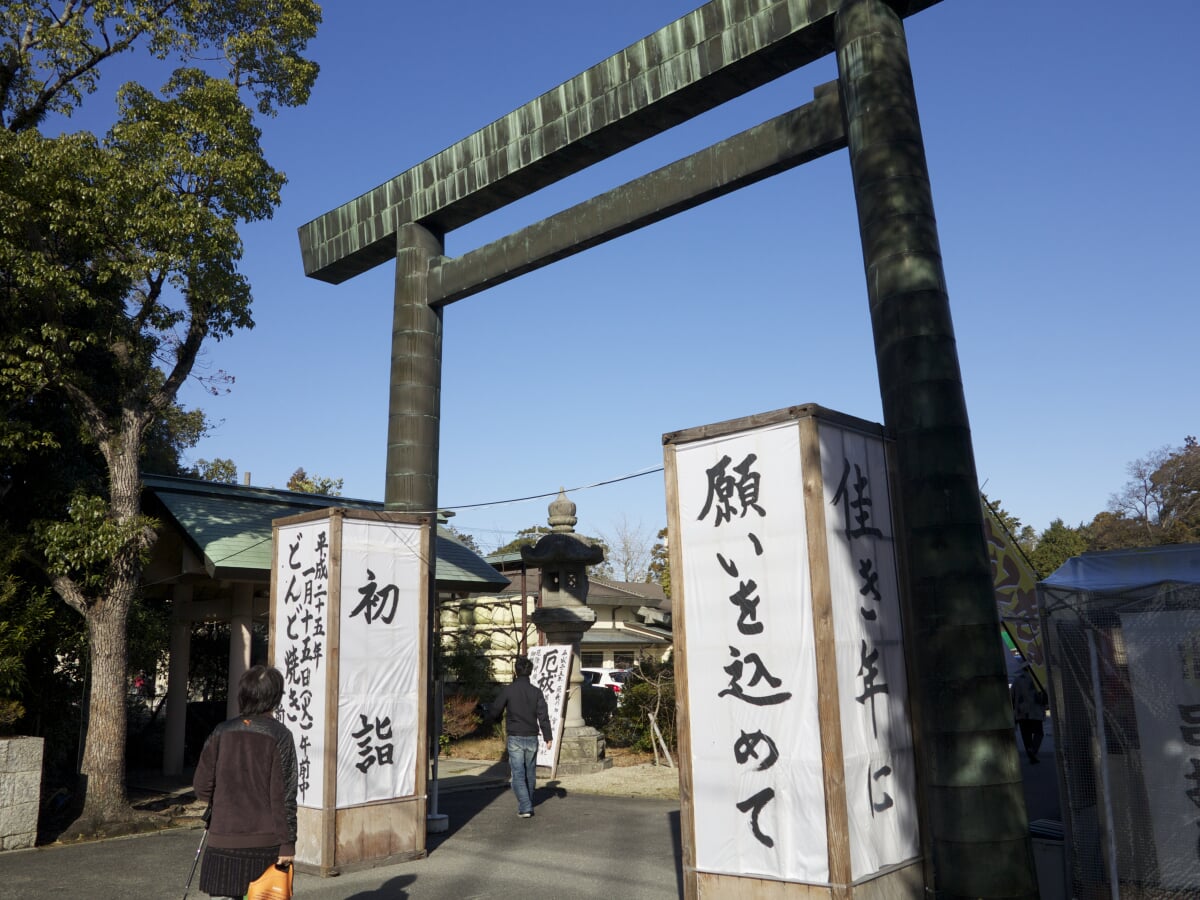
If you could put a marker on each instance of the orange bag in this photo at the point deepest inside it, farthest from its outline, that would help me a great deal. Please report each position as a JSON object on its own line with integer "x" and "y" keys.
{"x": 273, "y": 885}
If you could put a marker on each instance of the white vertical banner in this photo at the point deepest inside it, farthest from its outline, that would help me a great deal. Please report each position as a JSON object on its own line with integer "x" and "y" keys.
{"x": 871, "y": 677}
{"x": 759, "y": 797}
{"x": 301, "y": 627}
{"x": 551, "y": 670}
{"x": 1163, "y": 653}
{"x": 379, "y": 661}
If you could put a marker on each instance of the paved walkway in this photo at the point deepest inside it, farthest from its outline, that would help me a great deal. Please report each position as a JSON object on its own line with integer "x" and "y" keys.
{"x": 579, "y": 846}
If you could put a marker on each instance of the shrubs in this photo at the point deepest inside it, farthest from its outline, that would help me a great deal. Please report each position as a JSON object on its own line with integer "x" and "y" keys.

* * *

Only the lines from the one with "of the paved" through the last line of the records belong in the answer, each copied exactly.

**Solution to the problem**
If you could put a marker on each instance of the paved walkway in this photo at the point deepest inside it, farthest from its outline, that would help me a great deal. Please report each position as a JSON object on its own line with integer "x" and "y" keys.
{"x": 579, "y": 846}
If you could put a marker on each instance of the shrubs in this photo at the point deepest inside it, farthest from its outline, that would help me a great deal. Please report each position as a JSON object on its own line with integer "x" and "y" keys.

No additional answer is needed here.